▸ **Rows**:
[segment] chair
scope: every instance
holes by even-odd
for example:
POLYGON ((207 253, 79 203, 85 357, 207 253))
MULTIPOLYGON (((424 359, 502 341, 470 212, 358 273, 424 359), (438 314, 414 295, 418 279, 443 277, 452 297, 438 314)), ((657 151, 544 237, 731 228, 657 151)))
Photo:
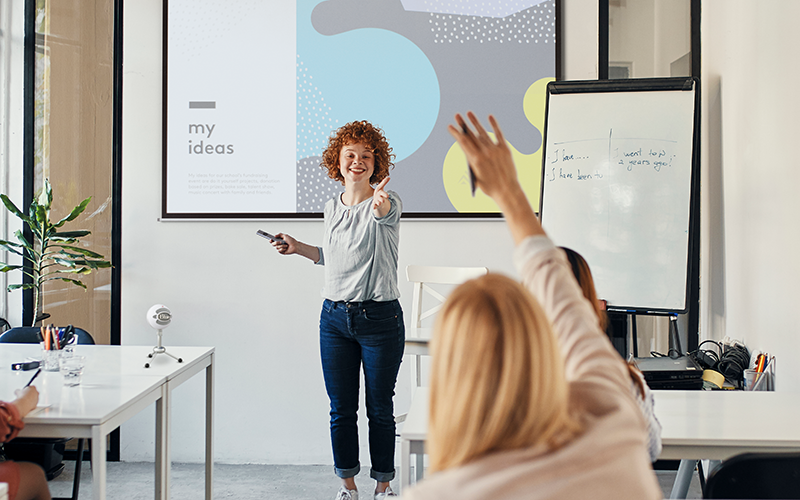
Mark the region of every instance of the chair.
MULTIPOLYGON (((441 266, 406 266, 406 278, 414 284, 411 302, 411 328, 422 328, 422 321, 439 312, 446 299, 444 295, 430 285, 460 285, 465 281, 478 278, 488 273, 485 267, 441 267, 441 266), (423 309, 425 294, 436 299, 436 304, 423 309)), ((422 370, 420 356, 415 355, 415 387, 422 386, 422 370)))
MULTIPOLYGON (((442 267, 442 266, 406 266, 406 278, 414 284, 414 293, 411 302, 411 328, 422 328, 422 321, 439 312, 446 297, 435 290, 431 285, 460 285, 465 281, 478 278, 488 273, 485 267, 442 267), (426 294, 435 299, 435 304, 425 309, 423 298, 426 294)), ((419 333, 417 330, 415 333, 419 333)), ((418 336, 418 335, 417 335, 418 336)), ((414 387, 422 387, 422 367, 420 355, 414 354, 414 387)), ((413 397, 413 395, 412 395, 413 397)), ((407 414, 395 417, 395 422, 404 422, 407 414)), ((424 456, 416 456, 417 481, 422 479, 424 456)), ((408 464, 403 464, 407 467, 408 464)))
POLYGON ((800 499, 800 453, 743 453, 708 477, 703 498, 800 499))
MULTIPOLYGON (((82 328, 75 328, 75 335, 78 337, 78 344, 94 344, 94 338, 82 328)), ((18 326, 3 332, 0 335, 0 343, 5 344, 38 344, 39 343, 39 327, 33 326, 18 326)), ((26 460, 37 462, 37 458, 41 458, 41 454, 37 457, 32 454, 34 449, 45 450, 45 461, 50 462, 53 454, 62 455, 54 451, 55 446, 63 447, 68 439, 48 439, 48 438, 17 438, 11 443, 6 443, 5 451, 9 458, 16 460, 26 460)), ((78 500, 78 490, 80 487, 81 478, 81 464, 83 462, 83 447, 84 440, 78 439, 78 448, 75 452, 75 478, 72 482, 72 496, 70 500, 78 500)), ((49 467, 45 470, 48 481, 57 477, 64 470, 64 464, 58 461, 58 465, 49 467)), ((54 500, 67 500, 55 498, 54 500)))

▸ **Problem to solve**: Edit the records above by replacing "every instance" with "all instances" wherever it occurs, keeping everything else the same, and leave the pictures out of your version.

▸ **Solution for this exercise**:
[segment] chair
scope: all instances
holes by even-odd
for example:
POLYGON ((207 253, 79 203, 85 357, 207 253))
MULTIPOLYGON (((424 359, 502 341, 470 212, 358 273, 424 359), (438 314, 414 295, 418 279, 443 277, 452 297, 438 314)), ((657 151, 544 237, 731 228, 657 151)))
Photo:
Mark the region of all instances of the chair.
MULTIPOLYGON (((441 266, 406 266, 406 278, 414 284, 411 302, 411 328, 422 328, 422 321, 439 312, 446 299, 444 295, 430 285, 460 285, 465 281, 478 278, 488 273, 485 267, 441 267, 441 266), (423 309, 425 294, 436 299, 436 304, 423 309)), ((422 370, 420 356, 415 355, 415 387, 422 386, 422 370)))
MULTIPOLYGON (((442 267, 442 266, 406 266, 406 278, 414 284, 414 293, 411 302, 411 328, 422 328, 422 321, 439 312, 446 297, 435 290, 431 285, 460 285, 465 281, 478 278, 488 273, 485 267, 442 267), (426 294, 435 299, 435 304, 425 309, 423 298, 426 294)), ((419 333, 417 330, 415 333, 419 333)), ((418 336, 418 335, 417 335, 418 336)), ((414 387, 422 387, 422 367, 420 355, 414 354, 414 387)), ((413 397, 413 395, 412 395, 413 397)), ((407 414, 395 417, 395 422, 404 422, 407 414)), ((424 456, 416 456, 417 481, 422 479, 424 456)), ((408 464, 403 464, 407 467, 408 464)))
POLYGON ((800 499, 800 453, 743 453, 708 477, 703 498, 800 499))
MULTIPOLYGON (((82 328, 75 328, 75 335, 78 337, 78 344, 94 344, 94 338, 82 328)), ((18 326, 3 332, 0 335, 0 343, 5 344, 38 344, 39 343, 39 327, 33 326, 18 326)), ((26 460, 37 462, 37 458, 41 458, 41 454, 37 457, 32 454, 34 449, 45 450, 45 461, 50 462, 53 454, 62 455, 54 451, 55 446, 63 447, 68 439, 48 439, 48 438, 17 438, 11 443, 6 443, 5 451, 9 458, 16 460, 26 460)), ((78 500, 78 490, 80 487, 81 478, 81 464, 83 462, 83 447, 84 440, 78 439, 78 448, 75 452, 75 478, 72 482, 72 496, 70 500, 78 500)), ((49 467, 45 470, 48 481, 57 477, 64 470, 64 464, 58 461, 58 465, 49 467)), ((54 500, 67 500, 55 498, 54 500)))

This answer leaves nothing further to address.